The records are to be restated in their entirety, word for word.

> [SUPPLIED RECORDS]:
※

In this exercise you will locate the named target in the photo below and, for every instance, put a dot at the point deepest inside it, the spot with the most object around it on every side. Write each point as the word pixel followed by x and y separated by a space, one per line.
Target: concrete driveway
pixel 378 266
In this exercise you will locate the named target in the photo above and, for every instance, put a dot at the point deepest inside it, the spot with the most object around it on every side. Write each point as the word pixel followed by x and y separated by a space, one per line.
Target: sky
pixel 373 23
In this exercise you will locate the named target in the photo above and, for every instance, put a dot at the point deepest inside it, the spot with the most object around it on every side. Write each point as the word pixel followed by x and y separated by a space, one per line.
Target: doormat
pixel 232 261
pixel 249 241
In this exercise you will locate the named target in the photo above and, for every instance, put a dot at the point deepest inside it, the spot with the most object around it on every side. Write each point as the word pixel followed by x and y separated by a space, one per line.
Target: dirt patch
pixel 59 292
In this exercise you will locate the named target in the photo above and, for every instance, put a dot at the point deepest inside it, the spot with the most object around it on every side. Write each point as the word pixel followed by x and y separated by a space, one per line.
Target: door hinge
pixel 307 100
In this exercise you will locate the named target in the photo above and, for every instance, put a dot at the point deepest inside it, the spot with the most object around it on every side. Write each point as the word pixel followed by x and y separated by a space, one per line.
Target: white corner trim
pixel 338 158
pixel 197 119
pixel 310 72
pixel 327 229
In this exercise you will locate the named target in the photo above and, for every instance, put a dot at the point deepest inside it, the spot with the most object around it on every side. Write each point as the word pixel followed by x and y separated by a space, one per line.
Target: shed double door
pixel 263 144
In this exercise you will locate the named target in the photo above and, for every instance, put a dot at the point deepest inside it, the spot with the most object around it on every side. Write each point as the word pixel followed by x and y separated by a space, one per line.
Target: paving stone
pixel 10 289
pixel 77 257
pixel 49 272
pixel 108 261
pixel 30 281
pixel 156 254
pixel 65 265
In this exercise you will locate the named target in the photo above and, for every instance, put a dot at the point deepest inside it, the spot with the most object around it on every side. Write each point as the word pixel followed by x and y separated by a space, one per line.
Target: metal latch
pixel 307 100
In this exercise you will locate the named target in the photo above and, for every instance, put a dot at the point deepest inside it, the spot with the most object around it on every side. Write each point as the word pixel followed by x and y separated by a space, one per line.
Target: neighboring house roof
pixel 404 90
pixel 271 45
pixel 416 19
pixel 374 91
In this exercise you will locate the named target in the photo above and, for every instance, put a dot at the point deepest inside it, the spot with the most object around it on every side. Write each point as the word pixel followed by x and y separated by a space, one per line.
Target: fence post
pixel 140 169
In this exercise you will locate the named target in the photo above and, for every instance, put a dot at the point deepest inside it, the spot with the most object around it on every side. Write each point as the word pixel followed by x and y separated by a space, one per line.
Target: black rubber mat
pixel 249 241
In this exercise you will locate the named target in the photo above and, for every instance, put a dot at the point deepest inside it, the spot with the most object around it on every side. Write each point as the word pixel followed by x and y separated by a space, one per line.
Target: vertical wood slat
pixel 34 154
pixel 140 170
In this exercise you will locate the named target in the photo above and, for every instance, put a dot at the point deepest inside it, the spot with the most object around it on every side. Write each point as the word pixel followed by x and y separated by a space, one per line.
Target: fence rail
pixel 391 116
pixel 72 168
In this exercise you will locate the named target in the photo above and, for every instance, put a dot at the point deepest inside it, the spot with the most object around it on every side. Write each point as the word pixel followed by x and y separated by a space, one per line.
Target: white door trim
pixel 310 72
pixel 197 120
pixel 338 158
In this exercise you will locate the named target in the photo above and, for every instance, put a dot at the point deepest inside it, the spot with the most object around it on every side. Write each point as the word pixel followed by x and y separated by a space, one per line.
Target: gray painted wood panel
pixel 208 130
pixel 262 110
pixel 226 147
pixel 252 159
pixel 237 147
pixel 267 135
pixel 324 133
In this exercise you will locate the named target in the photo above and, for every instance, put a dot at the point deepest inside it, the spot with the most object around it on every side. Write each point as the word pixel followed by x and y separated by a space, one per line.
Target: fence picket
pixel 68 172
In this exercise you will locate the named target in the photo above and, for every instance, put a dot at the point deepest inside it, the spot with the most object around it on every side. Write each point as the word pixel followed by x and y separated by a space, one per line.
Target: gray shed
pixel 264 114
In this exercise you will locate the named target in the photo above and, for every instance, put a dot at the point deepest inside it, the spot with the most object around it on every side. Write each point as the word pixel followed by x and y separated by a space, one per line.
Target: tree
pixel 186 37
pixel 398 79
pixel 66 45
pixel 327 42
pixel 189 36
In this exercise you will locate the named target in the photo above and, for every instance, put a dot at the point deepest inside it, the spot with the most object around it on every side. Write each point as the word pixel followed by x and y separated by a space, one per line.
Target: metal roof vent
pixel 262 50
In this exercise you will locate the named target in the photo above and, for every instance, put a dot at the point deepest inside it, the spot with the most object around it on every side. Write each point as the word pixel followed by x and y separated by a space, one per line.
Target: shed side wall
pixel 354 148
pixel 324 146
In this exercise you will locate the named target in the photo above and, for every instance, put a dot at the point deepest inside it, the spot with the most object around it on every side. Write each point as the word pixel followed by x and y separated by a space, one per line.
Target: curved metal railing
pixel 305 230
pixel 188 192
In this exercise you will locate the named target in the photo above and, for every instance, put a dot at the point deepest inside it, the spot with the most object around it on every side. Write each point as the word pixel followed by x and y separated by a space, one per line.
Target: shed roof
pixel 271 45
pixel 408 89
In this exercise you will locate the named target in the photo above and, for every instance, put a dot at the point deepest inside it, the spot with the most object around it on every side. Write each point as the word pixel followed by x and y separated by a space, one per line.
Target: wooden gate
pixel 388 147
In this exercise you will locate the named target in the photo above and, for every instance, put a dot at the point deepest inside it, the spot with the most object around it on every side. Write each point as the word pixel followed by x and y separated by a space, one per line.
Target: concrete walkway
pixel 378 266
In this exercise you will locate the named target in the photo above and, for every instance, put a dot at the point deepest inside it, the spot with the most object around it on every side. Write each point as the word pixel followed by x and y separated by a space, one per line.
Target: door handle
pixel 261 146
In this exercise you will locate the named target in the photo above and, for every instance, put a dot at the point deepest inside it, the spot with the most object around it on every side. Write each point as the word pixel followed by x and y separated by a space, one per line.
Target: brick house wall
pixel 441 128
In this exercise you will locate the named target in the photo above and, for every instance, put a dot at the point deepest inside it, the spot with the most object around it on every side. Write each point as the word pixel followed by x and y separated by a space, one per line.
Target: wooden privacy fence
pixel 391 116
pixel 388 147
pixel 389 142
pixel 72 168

※

> [EXERCISE RESULT]:
In this exercise you will locate the named target in the photo below and, for every instance, put a dot at the point deepest inside it, the spot with the most object around it on every side. Write each point as the word pixel followed by x and y separated by a space, one per line.
Target: concrete driveway
pixel 378 266
In this exercise you will locate the named target in the photo above and, for every instance, put a dot at the point deepest inside it, the spot with the most object around it on every side. Write each point as the word pixel followed by x and y separated by a space, one per line.
Target: sky
pixel 373 23
In this exercise you will locate the named target in the photo above and, for every instance, put a dot at the point deepest inside it, the spot with the most object around it on every side. Write each point as the word pixel followed by x and y separated by a space, one per line.
Target: doormat
pixel 232 261
pixel 249 241
In this exercise you will locate the named target in the photo above and, for every instance, put a dot at the point deepest inside it, the spot with the most object around it on every side. Write each point as the word pixel followed by x and y separated by a space, one per line.
Target: dirt patch
pixel 59 292
In this exercise you will locate the named target in the photo above and, for every instance, put a dot at the point deepest inside it, the spot with the most object around it on every side. Write each point as the word pixel followed by x and y separated by a space, one per line.
Target: door hinge
pixel 307 100
In this exercise you will locate the named target in the photo above and, for every instance, put a dot at the point deepest inside it, the spot with the most object around it on every side. Write each point as the word pixel followed by x and y separated by a space, one per line.
Target: white corner trim
pixel 338 158
pixel 197 119
pixel 310 72
pixel 327 229
In this exercise you will locate the named target in the photo above and, for every instance, put a dot at the point deepest inside it, the spot with the most object around it on every side. Write each point as the word pixel followed by x and y separated by a space, one per line.
Target: shed double door
pixel 263 144
In this exercise you will locate the named target in the photo above and, for every instance, put a dot at the point deepest inside it, the spot with the most object around it on every side. Write each point as the word pixel followed by x and y separated by a space, one per line.
Target: paving stone
pixel 10 289
pixel 77 257
pixel 49 272
pixel 108 261
pixel 30 281
pixel 156 254
pixel 65 265
In this exercise you will locate the named target in the photo above and, for every instance, put a dot at the point deepest inside it, the spot with the most object around it on every side. Write each point as the word pixel followed by x and y separated by a space, one per line.
Target: metal latch
pixel 307 100
In this exercise you will locate the named target in the photo above and, for every instance, put a dot at the point deepest inside it, the spot with the most object around it on every side. Write each point as the word pixel followed by x and y separated by a space, one per line.
Target: neighboring house roof
pixel 404 90
pixel 271 45
pixel 416 19
pixel 374 91
In this exercise you will locate the named target in the photo above and, for every instance, put a dot at the point deepest inside it, the spot with the most object around it on every side. Write each point as the word pixel followed by x and y separated by a space, one per line.
Target: fence post
pixel 140 169
In this exercise you will locate the named target in the photo above and, for every instance, put a dot at the point deepest inside it, the spot with the most object around it on every side. Write each point as the word pixel followed by x and y separated by a space, one per line.
Target: black rubber mat
pixel 249 241
In this exercise you will locate the named target in the photo above and, for every instance, put a dot at the point deepest inside it, the spot with the most object around it on every side. Write each point as the word pixel followed by x and y separated by a space, one per line.
Target: vertical wood slat
pixel 34 154
pixel 140 170
In this exercise you will locate the named target in the photo above and, for every instance, put a dot at the point deepest inside it, the spot with the most object around it on every side. Write each point as the word pixel followed by x and y separated by a space, one per line.
Target: fence rail
pixel 391 116
pixel 72 168
In this exercise you will locate the named target in the photo above and, for every instance, put a dot at the point deepest inside it, the spot with the most object around it on every side. Write each point as the word pixel followed by x and y separated by a space, one per line.
Target: white door trim
pixel 310 72
pixel 197 120
pixel 338 158
In this exercise you will locate the named target in the photo above and, for every instance, put a dot at the point deepest inside it, the spot with the most object around it on every side. Write each point as the word pixel followed by x and y separated by a space, one per line.
Target: gray painted wood panel
pixel 208 130
pixel 262 110
pixel 226 147
pixel 252 159
pixel 237 147
pixel 267 135
pixel 324 133
In this exercise you will locate the named target in the photo above and, for every instance, put a dot at the point deepest inside it, the spot with the most object around it on every side. Write each point as the word pixel followed by x and y separated by a space, one per line.
Target: fence picket
pixel 68 172
In this exercise you will locate the named target in the photo above and, for every instance, put a dot at the point deepest inside it, the spot with the most object around it on every side. Write each point as the word pixel followed by x and y separated by a space, one per line.
Target: gray shed
pixel 264 114
In this exercise you will locate the named target in the photo above and, for every instance, put a dot at the point deepest inside it, the spot with the most object around it on every side. Write each point as the word pixel followed by x and y separated by a space, one per line.
Target: tree
pixel 186 37
pixel 398 79
pixel 66 45
pixel 327 42
pixel 189 36
In this exercise you will locate the named target in the photo above and, for every instance, put a dot at the point deepest inside it, the spot with the most object around it on every side. Write each point as the word pixel followed by x and y separated by a space, one per line.
Target: metal roof vent
pixel 262 50
In this exercise you will locate the named target in the photo above and, for every instance, put a dot at the point deepest inside it, the spot with the most object around it on every side. Write each point as the word pixel followed by x and y separated by a space, one per line.
Target: shed side wall
pixel 354 148
pixel 324 146
In this exercise you will locate the named target in the photo above and, for every instance, put a dot at the point deepest inside it, the spot with the most object around it on every side. Write each point as the word pixel followed by x and y separated by a space, one per line.
Target: curved metal railing
pixel 305 230
pixel 188 192
In this exercise you will locate the named target in the photo above and, for every instance, put a dot at the point deepest inside it, the spot with the most object around it on every side. Write each point as the word pixel followed by x and y separated by a space, one per line.
Target: shed roof
pixel 271 45
pixel 408 89
In this exercise you will locate the named target in the photo above and, for every instance, put a dot at the point deepest inside it, the spot with the most object around it on every side. Write each point as the word pixel followed by x and y separated by a space, one per line.
Target: wooden gate
pixel 388 147
In this exercise you will locate the named target in the photo above and, for every instance, put a dot at the point deepest inside it, the spot with the most object around it on every side. Write each point as the word pixel followed by x and y separated by a space, one per line.
Target: concrete walkway
pixel 378 266
In this exercise you will locate the named target in the photo above and, for every instance, put a dot at the point deepest inside it, the spot with the most object around it on every side. Write each point as the word pixel followed by x and y separated by a space, one per line.
Target: door handle
pixel 261 146
In this exercise you will locate the named target in the photo above and, for every instance, put a dot at the point deepest inside it, the spot with the most object around it on every side. Write each point as the word pixel followed by x and y separated by a space, one per line.
Target: brick house wall
pixel 441 128
In this exercise you will locate the named target in the photo above and, for every instance, put a dot at the point deepest inside it, the spot with the most object around it on every side. Write each point as the word pixel followed by x and y separated by a space, one per line.
Target: wooden privacy fence
pixel 391 116
pixel 388 147
pixel 389 142
pixel 72 168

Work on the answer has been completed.